### WORK INSTRUCTIONS
Will you quote all of the entries, word for word?

### MATERIAL TO PROCESS
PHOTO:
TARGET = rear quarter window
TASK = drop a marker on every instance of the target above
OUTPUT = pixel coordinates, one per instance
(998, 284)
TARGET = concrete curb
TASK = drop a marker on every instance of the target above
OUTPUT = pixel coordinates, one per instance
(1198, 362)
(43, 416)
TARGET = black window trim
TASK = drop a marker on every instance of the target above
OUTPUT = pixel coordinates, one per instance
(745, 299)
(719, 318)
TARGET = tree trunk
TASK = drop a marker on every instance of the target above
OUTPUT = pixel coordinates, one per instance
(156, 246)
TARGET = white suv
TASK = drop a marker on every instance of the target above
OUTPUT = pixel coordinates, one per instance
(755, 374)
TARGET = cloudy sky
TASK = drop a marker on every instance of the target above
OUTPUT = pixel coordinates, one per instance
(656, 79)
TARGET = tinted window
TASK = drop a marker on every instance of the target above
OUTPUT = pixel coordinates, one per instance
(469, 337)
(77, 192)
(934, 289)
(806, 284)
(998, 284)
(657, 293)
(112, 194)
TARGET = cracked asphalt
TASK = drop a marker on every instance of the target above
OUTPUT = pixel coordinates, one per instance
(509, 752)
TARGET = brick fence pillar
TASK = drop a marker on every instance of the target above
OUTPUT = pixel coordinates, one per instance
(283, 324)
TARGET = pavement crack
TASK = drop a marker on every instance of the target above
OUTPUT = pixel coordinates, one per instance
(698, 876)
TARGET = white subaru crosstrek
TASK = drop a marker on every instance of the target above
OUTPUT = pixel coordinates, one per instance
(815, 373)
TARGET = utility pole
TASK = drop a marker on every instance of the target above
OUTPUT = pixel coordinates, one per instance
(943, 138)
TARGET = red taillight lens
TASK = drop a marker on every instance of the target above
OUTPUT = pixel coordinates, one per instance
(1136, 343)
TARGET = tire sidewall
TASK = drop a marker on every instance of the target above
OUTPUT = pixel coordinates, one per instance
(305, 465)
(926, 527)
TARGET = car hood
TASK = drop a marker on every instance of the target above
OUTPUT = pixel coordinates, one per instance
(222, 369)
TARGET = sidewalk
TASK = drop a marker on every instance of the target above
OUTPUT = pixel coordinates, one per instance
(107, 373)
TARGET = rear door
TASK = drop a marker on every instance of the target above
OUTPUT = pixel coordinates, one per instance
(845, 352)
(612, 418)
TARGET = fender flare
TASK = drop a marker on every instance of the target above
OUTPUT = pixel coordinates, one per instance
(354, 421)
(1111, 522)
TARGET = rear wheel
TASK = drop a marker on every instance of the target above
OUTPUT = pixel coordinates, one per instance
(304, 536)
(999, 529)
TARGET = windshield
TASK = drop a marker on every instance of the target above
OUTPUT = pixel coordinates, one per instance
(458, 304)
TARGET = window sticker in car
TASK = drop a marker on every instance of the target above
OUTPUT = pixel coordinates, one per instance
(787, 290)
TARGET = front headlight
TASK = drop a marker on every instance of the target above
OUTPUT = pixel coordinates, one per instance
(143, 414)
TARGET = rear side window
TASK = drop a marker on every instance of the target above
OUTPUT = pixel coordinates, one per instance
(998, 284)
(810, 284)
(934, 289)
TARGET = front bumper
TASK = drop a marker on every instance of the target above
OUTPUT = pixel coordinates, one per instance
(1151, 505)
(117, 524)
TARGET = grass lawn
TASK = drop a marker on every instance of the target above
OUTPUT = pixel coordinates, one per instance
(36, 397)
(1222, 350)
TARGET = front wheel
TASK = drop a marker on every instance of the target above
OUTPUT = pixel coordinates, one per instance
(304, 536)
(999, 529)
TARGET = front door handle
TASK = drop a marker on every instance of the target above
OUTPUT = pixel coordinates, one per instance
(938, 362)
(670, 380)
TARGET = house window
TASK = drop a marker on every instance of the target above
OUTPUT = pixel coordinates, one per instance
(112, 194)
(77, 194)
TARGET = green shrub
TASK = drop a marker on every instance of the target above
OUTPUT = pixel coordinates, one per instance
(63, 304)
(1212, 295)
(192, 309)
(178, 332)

### CORRECT RESPONSE
PHOTO:
TARGET = rear quarter window
TASK = drop a marker on every instance of the target above
OUTPUT = pixel coordinates, one per instance
(998, 284)
TARGET = concrete curb
TASK = drop a marker on every instance of the target above
OUTPUT = pixel coordinates, one per instance
(1198, 362)
(43, 416)
TARGET = black window trim
TASK = drop a marker on every instance of the target above
OUTPUT = pixel coordinates, one per instance
(745, 299)
(719, 318)
TARGET = tree trunk
TASK = drop a marker on every instance of the target above
OUTPUT = pixel coordinates, one per instance
(156, 246)
TARGET = white suv
TASK = drop a marker on every instance of the target above
OUTPUT = pixel coordinates, one per instance
(755, 374)
TARGET = cloudy sky
TASK = drop a marker on every instance of the target above
OUTPUT = pixel coordinates, one per instance
(656, 79)
TARGET = tinted window
TASK = drop a marker on every instance of the target above
OUTPUT = pixel coordinates, one per instance
(469, 337)
(77, 192)
(934, 289)
(806, 284)
(998, 284)
(657, 293)
(112, 194)
TARGET = cracked asphalt
TASK = drop a marker on every instance of the target above
OUTPUT = pixel coordinates, one per instance
(509, 752)
TARGET = brick fence pillar
TASK = drop a marker on every instance of the target above
OUTPUT = pixel coordinates, one per instance
(283, 324)
TARGET = pavement crack
TASK = drop a marker on every instance of the target above
OUTPUT = pixel coordinates, one per instance
(698, 876)
TARGET = white subaru crosstrek
TASK = drop a marker on every instance of the target above
OUTPUT = pixel coordinates, one per instance
(815, 373)
TARGET = utility pole
TASK = drop a marker on every instance of the target above
OUTPUT = pixel coordinates, one per instance
(943, 138)
TARGET = red taillight lens
TASK = drop a marker on every instance of the target above
OUTPUT = pixel coordinates, one per instance
(1136, 343)
TARGET = tire sidewall
TASK = drop a marker on every instance of the target above
OUTPUT = pixel coordinates, one per instance
(305, 465)
(926, 527)
TARGET = car hood
TASK = drop a marker on every instance of the target above
OUTPUT = pixel coordinates, one per instance
(222, 369)
TARGET = sidewalk
TASK = drop a marker on every instance of the target above
OUTPUT = pixel coordinates, one per instance
(107, 373)
TARGET = rear door
TASK = drop a marker on every instance of the target above
OUTPUT = pixel coordinates, one per instance
(845, 352)
(612, 418)
TARGET = fender flare
TASK = drop a marker on every instance of the target above
OUTPUT = pixel coordinates, one per instance
(354, 421)
(1111, 522)
TARGET = rear wheel
TASK = drop a marker on every instance of the target above
OUTPUT = pixel coordinates, one per instance
(304, 536)
(999, 529)
TARGET = windshield
TASK = drop a marker on every instance of the target above
OUTPUT = pixel coordinates, one per instance
(458, 304)
TARGET = window sticker in car
TASK = drop a marker on every instance of the target above
OUTPUT = pixel coordinates, one per instance
(787, 290)
TARGET = front headlight
TASK = drop a marker on every instance of the target above
OUTPUT = pixel coordinates, one per instance
(143, 414)
TARGET = rear side window
TASK = drop a marker on every instance of the target above
OUTPUT = pixel coordinates, one per instance
(998, 284)
(810, 284)
(934, 289)
TARGET = front bumper
TASK = drop a marker on every instance of the target above
OUTPUT = pixel coordinates, one per instance
(1151, 505)
(117, 524)
TARGET = grass lawn
TASK = drop a marker on every instance of the target above
OUTPUT = pixel coordinates, one per instance
(36, 397)
(1222, 350)
TARGET = front wheel
TASK = drop a marker on every instance of the target above
OUTPUT = pixel coordinates, one per instance
(304, 536)
(999, 529)
TARGET = front door handle
TASK = drop a marker on every instance of the target above
OUTPUT = pixel coordinates, one per instance
(938, 362)
(670, 380)
TARGET = house window
TASK = drop a marker on every instance of the target above
OUTPUT = pixel coordinates, one per instance
(112, 194)
(77, 194)
TARGET = green shrub
TASK = drop a marker on every instance of the target above
OUTPUT = pixel coordinates, one per instance
(63, 304)
(1212, 295)
(192, 309)
(178, 332)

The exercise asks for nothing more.